选段 ▸
○ ○ ○ ○ ○
我正在尝试在 Tikz 中绘制以下图像
但我得到的只是
我无法将其变成一个完美的圆圈。代码是
\documentclass[tikz,border=2mm]{standalone}
\begin{document}
\begin{tikzpicture}
\coordinate (O) at (0,0);
\coordinate (A) at (60:1cm);
\coordinate (B) at (180:1cm);
\coordinate (C) at (300:1cm);
\node at (O) {$+1$};
\node at (A) {$1$};
\node at (B) {$2$};
\node at (C) {$3$};
\draw[->] (A) to [bend right] (B);
\draw[->] (B) to [bend right] (C);
\draw[->] (C) to [bend right] (A);
\end{tikzpicture}
\end{figure*}
\end{document}
提前致谢。
○ ○ ○ ○ ○
任务要求 ▸ 将上文 TikZ 绘图帖子中的句子“我无法将其变成一个完美的圆圈。”译成英文。

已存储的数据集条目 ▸
○ ○ ○ ○ ○
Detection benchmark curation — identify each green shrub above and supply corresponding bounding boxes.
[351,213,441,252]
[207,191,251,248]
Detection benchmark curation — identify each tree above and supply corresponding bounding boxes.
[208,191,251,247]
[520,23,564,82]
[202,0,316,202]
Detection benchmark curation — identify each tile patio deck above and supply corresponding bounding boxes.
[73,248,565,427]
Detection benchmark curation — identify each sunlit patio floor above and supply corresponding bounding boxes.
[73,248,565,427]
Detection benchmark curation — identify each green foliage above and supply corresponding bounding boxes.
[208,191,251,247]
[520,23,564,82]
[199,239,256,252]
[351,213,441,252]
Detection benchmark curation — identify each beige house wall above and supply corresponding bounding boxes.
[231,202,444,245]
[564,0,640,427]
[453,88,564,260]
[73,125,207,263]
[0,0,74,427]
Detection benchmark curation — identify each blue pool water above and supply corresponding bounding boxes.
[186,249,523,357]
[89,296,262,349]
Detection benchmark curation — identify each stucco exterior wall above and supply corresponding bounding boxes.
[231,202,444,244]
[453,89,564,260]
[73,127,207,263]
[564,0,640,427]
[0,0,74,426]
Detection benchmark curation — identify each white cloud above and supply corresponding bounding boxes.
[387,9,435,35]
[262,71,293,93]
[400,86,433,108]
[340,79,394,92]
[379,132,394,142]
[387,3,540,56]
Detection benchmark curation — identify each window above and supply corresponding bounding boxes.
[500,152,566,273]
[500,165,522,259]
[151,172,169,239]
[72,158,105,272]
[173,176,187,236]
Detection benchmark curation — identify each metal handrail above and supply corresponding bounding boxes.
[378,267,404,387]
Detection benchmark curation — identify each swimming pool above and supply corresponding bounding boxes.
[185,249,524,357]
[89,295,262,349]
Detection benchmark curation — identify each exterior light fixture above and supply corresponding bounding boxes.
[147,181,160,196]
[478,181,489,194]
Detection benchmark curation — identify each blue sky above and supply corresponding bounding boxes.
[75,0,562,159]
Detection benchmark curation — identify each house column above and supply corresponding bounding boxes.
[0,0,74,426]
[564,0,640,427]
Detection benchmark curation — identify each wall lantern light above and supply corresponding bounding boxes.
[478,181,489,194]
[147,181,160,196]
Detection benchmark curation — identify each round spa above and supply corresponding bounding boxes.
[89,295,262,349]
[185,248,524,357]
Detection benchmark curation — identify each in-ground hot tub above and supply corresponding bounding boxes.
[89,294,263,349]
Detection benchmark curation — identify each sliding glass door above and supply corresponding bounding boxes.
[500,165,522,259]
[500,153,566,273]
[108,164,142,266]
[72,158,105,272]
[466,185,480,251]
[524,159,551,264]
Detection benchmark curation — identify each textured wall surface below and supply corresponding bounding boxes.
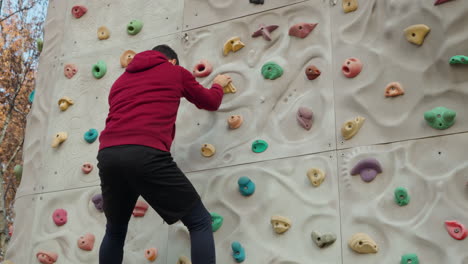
[7,0,468,264]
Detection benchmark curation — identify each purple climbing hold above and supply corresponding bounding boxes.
[351,158,382,182]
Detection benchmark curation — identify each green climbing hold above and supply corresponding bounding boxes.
[424,107,457,130]
[127,20,143,35]
[395,187,410,206]
[449,55,468,65]
[210,213,224,232]
[262,62,283,80]
[252,139,268,153]
[400,254,419,264]
[93,61,107,79]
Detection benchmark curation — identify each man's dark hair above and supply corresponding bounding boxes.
[153,45,179,65]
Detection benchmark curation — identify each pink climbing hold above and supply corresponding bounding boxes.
[341,58,362,78]
[289,23,318,38]
[445,221,467,240]
[52,209,68,226]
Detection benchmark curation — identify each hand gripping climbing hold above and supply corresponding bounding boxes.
[310,231,336,248]
[351,158,382,182]
[341,58,362,78]
[445,221,467,240]
[296,106,314,130]
[201,144,216,158]
[342,0,358,13]
[83,128,99,144]
[385,82,405,97]
[237,176,255,196]
[92,61,107,79]
[252,139,268,153]
[72,5,88,18]
[405,24,431,46]
[270,215,291,234]
[252,24,279,41]
[305,65,322,80]
[262,62,283,80]
[127,19,143,35]
[192,60,213,78]
[348,233,379,254]
[77,233,96,251]
[223,37,245,56]
[424,107,457,130]
[307,168,326,187]
[289,23,318,38]
[132,200,149,217]
[58,96,73,111]
[97,26,110,40]
[145,248,158,262]
[228,115,244,129]
[231,241,245,263]
[52,209,68,226]
[395,187,410,206]
[52,132,68,148]
[400,254,419,264]
[36,251,58,264]
[210,213,224,232]
[341,116,366,140]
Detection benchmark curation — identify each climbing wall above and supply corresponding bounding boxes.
[6,0,468,264]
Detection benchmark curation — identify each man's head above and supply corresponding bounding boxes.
[153,45,179,65]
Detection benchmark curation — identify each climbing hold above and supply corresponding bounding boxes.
[81,162,93,174]
[91,193,104,213]
[341,58,362,78]
[252,24,279,41]
[84,128,99,144]
[341,116,366,140]
[192,60,213,78]
[231,241,245,263]
[228,115,244,129]
[289,23,318,38]
[385,82,405,97]
[348,233,379,254]
[127,19,143,35]
[58,96,73,111]
[201,144,216,158]
[52,209,68,226]
[296,106,314,130]
[343,0,358,13]
[237,176,255,196]
[97,26,110,40]
[78,233,96,251]
[405,24,431,45]
[72,6,88,18]
[145,248,158,262]
[311,231,336,248]
[449,55,468,65]
[262,62,283,80]
[36,251,58,264]
[252,139,268,153]
[424,107,457,130]
[63,64,78,79]
[92,61,107,79]
[305,65,322,80]
[400,254,419,264]
[445,221,467,240]
[223,37,245,56]
[210,213,224,232]
[395,187,410,206]
[132,200,149,217]
[307,168,326,187]
[52,132,68,148]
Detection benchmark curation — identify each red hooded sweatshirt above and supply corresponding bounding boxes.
[99,50,223,151]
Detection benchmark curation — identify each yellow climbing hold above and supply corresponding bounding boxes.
[405,24,431,45]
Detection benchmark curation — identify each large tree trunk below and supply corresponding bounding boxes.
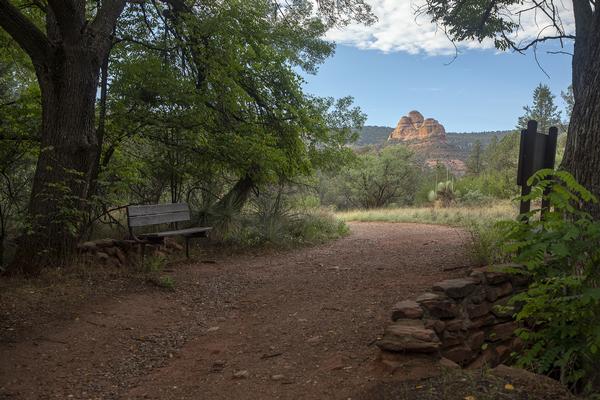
[562,6,600,219]
[0,0,125,274]
[12,46,100,273]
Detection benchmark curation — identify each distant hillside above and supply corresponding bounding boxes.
[355,125,394,146]
[355,125,511,153]
[446,131,512,153]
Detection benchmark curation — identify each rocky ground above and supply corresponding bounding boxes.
[0,223,566,399]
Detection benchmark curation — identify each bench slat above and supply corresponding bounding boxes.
[128,210,190,226]
[127,203,190,217]
[140,227,212,237]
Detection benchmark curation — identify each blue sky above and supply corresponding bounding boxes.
[305,44,571,132]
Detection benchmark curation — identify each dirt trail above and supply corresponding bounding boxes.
[0,223,468,399]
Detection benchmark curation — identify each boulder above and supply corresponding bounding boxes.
[377,319,440,353]
[485,282,513,301]
[465,331,485,351]
[421,299,460,319]
[467,302,492,318]
[392,300,423,321]
[486,321,519,342]
[442,345,475,365]
[94,239,115,248]
[433,278,477,299]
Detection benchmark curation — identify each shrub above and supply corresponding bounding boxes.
[500,170,600,393]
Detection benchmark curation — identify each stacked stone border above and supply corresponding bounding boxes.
[78,238,183,268]
[377,265,528,368]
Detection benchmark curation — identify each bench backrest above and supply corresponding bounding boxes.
[127,203,190,228]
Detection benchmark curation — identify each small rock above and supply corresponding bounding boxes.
[210,360,226,372]
[96,251,110,263]
[77,242,97,252]
[392,300,423,321]
[442,345,474,365]
[486,282,513,301]
[465,331,485,351]
[377,319,440,353]
[94,239,115,247]
[467,302,492,318]
[306,336,321,344]
[233,369,250,379]
[439,357,460,369]
[486,322,519,342]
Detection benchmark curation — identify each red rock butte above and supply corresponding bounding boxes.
[388,111,446,141]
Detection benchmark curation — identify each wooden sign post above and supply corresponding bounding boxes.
[517,120,558,214]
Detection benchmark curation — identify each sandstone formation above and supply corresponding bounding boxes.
[388,111,446,141]
[377,265,527,368]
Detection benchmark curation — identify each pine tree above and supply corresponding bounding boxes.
[467,140,483,175]
[518,83,561,133]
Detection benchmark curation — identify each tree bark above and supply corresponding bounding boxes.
[12,47,99,274]
[562,3,600,219]
[0,0,125,274]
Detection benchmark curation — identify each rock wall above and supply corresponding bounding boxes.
[377,265,527,368]
[78,238,183,267]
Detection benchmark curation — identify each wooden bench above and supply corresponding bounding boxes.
[127,203,212,263]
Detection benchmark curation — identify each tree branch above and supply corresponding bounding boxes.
[88,0,126,51]
[48,0,85,40]
[0,0,50,65]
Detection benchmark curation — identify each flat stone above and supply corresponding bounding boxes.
[439,357,460,369]
[494,341,512,363]
[485,282,513,302]
[469,315,498,329]
[442,331,465,347]
[233,369,250,379]
[423,319,446,335]
[377,319,440,353]
[467,302,492,318]
[392,300,423,321]
[416,292,444,303]
[465,331,485,351]
[486,321,519,342]
[445,318,468,332]
[467,348,498,369]
[492,297,517,318]
[115,247,127,265]
[421,299,460,319]
[96,251,110,262]
[433,278,477,299]
[77,242,97,251]
[94,239,115,247]
[442,345,475,365]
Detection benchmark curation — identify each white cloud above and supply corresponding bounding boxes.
[327,0,574,55]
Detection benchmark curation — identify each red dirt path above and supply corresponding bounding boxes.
[0,223,468,399]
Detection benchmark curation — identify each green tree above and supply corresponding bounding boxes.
[560,85,575,125]
[467,137,486,175]
[420,0,600,218]
[517,83,561,133]
[0,0,373,273]
[342,145,419,208]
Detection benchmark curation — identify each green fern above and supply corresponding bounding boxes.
[498,169,600,391]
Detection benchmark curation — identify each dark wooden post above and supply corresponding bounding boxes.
[540,126,558,219]
[517,120,537,219]
[517,120,558,218]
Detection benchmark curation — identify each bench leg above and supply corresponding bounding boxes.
[140,243,146,270]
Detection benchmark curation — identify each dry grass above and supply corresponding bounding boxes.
[336,201,518,226]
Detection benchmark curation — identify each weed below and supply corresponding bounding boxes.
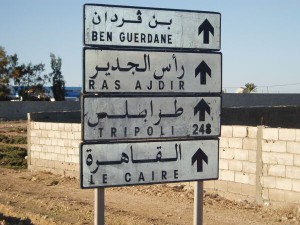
[0,145,27,169]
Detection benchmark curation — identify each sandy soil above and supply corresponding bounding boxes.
[0,122,300,225]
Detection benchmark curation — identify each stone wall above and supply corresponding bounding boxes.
[28,120,300,204]
[28,121,81,177]
[204,126,300,204]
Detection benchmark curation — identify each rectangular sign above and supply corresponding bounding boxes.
[84,4,221,50]
[84,49,222,93]
[82,96,221,141]
[80,140,219,188]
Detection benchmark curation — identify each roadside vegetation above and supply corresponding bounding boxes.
[0,46,65,101]
[0,121,27,169]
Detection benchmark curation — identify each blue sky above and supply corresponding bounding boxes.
[0,0,300,93]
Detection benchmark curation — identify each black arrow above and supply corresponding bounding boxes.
[192,148,208,172]
[195,61,211,84]
[198,19,214,44]
[194,99,210,121]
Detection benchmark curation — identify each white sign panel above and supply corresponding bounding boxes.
[80,140,219,188]
[82,96,221,141]
[84,4,221,50]
[84,49,222,93]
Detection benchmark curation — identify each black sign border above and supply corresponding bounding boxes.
[79,139,220,189]
[82,3,222,52]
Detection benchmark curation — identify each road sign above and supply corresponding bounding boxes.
[84,4,221,50]
[83,49,222,93]
[82,96,221,141]
[80,140,219,188]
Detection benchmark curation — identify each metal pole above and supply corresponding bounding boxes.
[194,181,203,225]
[94,188,104,225]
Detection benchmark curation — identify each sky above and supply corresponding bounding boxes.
[0,0,300,93]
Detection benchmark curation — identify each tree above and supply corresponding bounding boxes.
[245,83,257,93]
[16,63,49,100]
[49,53,65,101]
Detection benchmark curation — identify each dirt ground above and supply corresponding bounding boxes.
[0,122,300,225]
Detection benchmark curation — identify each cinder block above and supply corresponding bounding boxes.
[68,131,75,140]
[30,122,40,130]
[228,160,243,172]
[227,182,242,194]
[279,128,296,141]
[268,165,285,177]
[65,155,72,163]
[57,154,65,162]
[287,142,300,155]
[286,166,300,180]
[294,155,300,166]
[243,138,257,150]
[66,147,75,155]
[269,189,285,202]
[215,180,228,192]
[228,138,243,148]
[261,188,269,200]
[64,139,72,147]
[203,180,215,190]
[249,173,256,185]
[57,139,64,147]
[220,148,234,159]
[262,164,269,176]
[54,130,62,139]
[221,126,232,137]
[45,138,52,146]
[241,184,256,197]
[232,126,248,138]
[39,122,46,130]
[219,159,228,170]
[262,140,287,152]
[285,191,300,204]
[219,137,229,148]
[292,179,300,192]
[263,128,279,140]
[72,123,81,132]
[234,172,249,184]
[248,127,257,139]
[234,149,248,161]
[71,140,81,151]
[41,130,48,138]
[65,123,72,132]
[52,123,58,131]
[296,129,300,141]
[48,130,55,138]
[262,152,294,166]
[219,170,234,181]
[276,177,292,191]
[58,123,65,131]
[45,123,52,130]
[71,155,79,164]
[60,131,68,139]
[248,151,256,163]
[74,131,81,141]
[242,161,256,174]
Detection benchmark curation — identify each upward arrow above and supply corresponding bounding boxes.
[194,99,210,121]
[195,61,211,84]
[192,148,208,172]
[198,19,214,44]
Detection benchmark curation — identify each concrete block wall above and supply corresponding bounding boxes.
[28,120,300,204]
[260,128,300,204]
[28,121,81,177]
[204,126,258,201]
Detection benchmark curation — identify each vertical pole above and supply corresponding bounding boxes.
[194,181,203,225]
[94,188,104,225]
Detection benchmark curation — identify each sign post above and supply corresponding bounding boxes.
[80,4,222,225]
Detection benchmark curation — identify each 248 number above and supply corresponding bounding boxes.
[193,123,211,135]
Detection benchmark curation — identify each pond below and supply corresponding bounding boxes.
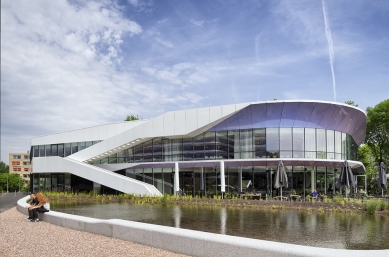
[51,202,389,250]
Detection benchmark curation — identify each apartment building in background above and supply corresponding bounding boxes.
[9,151,32,184]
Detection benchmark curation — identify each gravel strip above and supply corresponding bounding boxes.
[0,207,191,257]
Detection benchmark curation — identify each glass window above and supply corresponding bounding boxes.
[242,167,254,194]
[316,129,327,152]
[266,150,280,158]
[193,134,204,160]
[342,133,347,160]
[327,130,335,153]
[153,137,162,156]
[239,129,254,152]
[182,138,193,161]
[305,128,316,152]
[204,132,216,159]
[335,131,342,153]
[305,151,316,159]
[134,144,143,162]
[182,138,193,155]
[45,145,51,156]
[77,142,85,151]
[293,128,304,151]
[266,128,280,151]
[39,145,45,157]
[280,128,292,150]
[227,130,239,154]
[253,128,266,158]
[280,150,292,158]
[71,143,78,154]
[33,145,39,159]
[65,143,72,157]
[216,131,228,159]
[162,138,172,155]
[171,138,182,155]
[51,145,58,156]
[108,153,117,163]
[58,144,63,157]
[124,147,134,163]
[143,140,153,162]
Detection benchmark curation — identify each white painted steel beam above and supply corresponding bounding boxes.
[33,156,162,196]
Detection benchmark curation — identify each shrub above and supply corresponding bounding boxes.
[118,194,124,203]
[365,200,378,214]
[378,200,386,211]
[161,194,167,204]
○ ○ ○ ○ ○
回答 ▸ I can't turn it into a perfect circle.